# START OF AVAILABLE DATA

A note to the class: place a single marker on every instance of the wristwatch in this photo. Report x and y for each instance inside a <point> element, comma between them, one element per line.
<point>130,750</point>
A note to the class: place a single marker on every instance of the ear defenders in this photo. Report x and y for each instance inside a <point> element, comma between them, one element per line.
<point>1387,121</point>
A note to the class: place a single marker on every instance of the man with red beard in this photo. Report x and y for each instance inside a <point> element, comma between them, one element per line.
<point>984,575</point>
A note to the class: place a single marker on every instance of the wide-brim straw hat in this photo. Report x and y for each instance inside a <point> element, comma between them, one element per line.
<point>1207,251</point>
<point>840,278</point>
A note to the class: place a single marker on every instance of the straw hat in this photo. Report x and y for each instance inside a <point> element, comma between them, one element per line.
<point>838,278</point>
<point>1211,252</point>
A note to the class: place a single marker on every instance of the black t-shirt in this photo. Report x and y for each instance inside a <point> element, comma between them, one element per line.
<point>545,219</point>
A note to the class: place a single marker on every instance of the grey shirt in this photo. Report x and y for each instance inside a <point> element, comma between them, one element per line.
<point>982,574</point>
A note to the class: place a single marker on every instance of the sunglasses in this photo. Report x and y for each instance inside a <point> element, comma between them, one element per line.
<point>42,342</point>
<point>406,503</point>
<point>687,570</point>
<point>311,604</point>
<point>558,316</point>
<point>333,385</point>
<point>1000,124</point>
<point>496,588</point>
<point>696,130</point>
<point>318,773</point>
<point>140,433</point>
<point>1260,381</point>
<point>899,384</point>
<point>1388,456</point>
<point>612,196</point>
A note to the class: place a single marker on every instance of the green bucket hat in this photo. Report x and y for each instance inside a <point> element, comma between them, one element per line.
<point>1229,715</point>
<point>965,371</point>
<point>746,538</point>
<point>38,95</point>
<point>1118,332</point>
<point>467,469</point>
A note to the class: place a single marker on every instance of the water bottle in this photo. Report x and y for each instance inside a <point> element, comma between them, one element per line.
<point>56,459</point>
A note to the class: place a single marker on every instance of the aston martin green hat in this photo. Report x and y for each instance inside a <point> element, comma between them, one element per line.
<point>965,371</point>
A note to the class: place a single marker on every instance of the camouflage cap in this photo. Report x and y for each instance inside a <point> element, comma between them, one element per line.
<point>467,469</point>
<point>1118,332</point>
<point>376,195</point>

# END OF AVAILABLE DATA

• **TASK**
Copy out the material word for word, starting at the line that contains "of the aston" and ending with the last line of the material.

• **WORKED SOLUTION**
A note to the class: place a single marker on every instance of the aston martin green hat in this photo. Report x and y for each instance inside a <point> element, comma between them, one element per line.
<point>965,371</point>
A note to the class: place a single marker on every instance of the camouflage cap in this photo. Report x and y for each instance inside a <point> element, comma between them, one element per line.
<point>467,469</point>
<point>1118,332</point>
<point>376,195</point>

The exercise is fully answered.